=== Document passage ===
Ah, there are still tons of work to be done in my garden.  But I take my time.  I do not need to stress.  
As I finished my garden chore for the day, I was ready to do a bit of laundry.  I wanted to just throw in the machine the jacket I bought in France (Who-oooh!  when "live",  I got to say the phrase I rehearsed a couple of times till I got the pronunciation right  "Acceptez-vous la carte de credit?).  However, I noticed that it has got a delicate design which the washing machine might damage, so I decided to hand wash it.  On my way to the laundry, my eyes settled on the picture of my Mum below on my big study table.  As always, I said "Hi" to my Mum.  I like this photo of my Mum because she is looking at me and seems to be smiling to me all the time.


I also put some flowers here.  Flowers made my Mum always glad then.  I thought maybe these will do the same
trick to me--- and they did.  I felt like singing the song I learned when I was a  pupil at SDA school back in Manila.
"God made the sun, the moon and stars.  He made the  flowers too. He made the birds that fly so high.  Just for
 you and me."



Well, that should be it for the morning.  And now what?  Awaiting
for me was  plate of spaghetti!  Yay! Cooked by whom?  Myself, who else?  Hahaha!
I don't have any beef mince on the fridge---so here it is my vegetarian spaghetti with parmesan cheese.  Thank God for provision of my daily food.


That was my spectacular solitary day today with vase of simple flowers and a plate of spaghetti---plus a big smile! ...and this blogging! Thank God!

[...and domesticated Lilian is now signing off to bring her  washing..." ]




Friday, February 5, 2016

Dreaming dreams..

Every single night before I go to bed, I look at the picture on facebook which I labeled meiner liebe. As of writing, I know that my dream is the only place I'll able to see him again.  Hm.. I don't think it is a crime to still dream dreams. Even better, as my friends on facebook often say and I  quote, libre ang mangarap ( it is free to dream), so I just keep on dreaming.   Besides, being still fully human, it makes me feel good to have found him. I feel like I am alive!

Even if he is not French-speaking and I am not probably going back to France even if I've seen  in my book called France that I've just seen a tiny southern part of the country, he has been like my inspiration in learning  French.  

It amused me that as the following  expressions came one after another in my French lessons one morning, and I repeat after the tutor each phrase, I said to myself "Ah, this is him."

Il a une belle voix ; Il est beau; Il est drole; Il est gentil;Il est grand;Il est mignon; Il est patient; Il est serieux; Il est sophistique; 

Needless to say the  above phrases came back easily to my mind.  So instead of doing what my father taught me since I was a kid this time of counting sheeps one by one to fall asleep, I am uttering these expressions one after another:  Il a une belle voix (He has a beautiful voice); Il est beau (He is handsome);Il est drole (He is humorous;); Il est gentil (He is kind); Il est grand (He is tall); Il le mignon (He is good-looking); Il les patient (He is patient); Il est serieux (He is serious); and Il est sophistique (He is sophisticated). 

Well, I am not exactly thinking I am doing or saying a magic spell for him to appear in my dream, so needless to say except on two occasions in a span of eight months, he never visited me in my dream.

The funny thing was my philanderer ex-significant other has been visiting in my dreams.  Weird!  and every time, I wake up, I always tell God "I don't like to see him even in my dream!" I wish there was a legislation where I could apply for a "Apprehended Dream Order", so I do not have to see him in my dream.

Last night I dreamed again...instead of seeing him who is  Il a une belle voix ; Il est beau; Il est drole; Il est gentil;Il est grand;Il est mignon; Il est patient; Il est serieux; Il est sophistique; I dreamed instead of a young man who is Il est maigre (He's skinny) and Il est lent (He's slow).  The horrible thing which woke me up was I agreed to have a date with him to eat pork.

=== Tasks for this exercise ===
(a) Repeat word for word the part of the blog passage between "It amused me" and "(He is sophisticated).", inclusive.
(b) In the blog passage, what did the writer's father teach as a way to fall asleep?

=== Collected data ===
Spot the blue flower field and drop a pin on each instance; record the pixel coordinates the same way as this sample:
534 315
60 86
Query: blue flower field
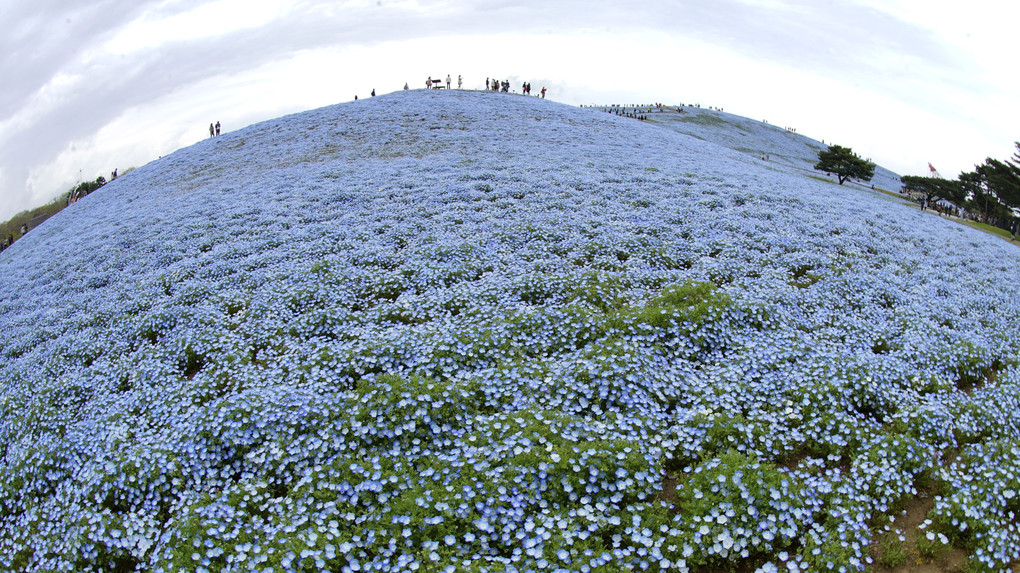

=== Exercise results ===
(a)
It amused me that as the following  expressions came one after another in my French lessons one morning, and I repeat after the tutor each phrase, I said to myself "Ah, this is him."

Il a une belle voix ; Il est beau; Il est drole; Il est gentil;Il est grand;Il est mignon; Il est patient; Il est serieux; Il est sophistique; 

Needless to say the  above phrases came back easily to my mind.  So instead of doing what my father taught me since I was a kid this time of counting sheeps one by one to fall asleep, I am uttering these expressions one after another:  Il a une belle voix (He has a beautiful voice); Il est beau (He is handsome);Il est drole (He is humorous;); Il est gentil (He is kind); Il est grand (He is tall); Il le mignon (He is good-looking); Il les patient (He is patient); Il est serieux (He is serious); and Il est sophistique (He is sophisticated).

(b) Counting sheep one by one.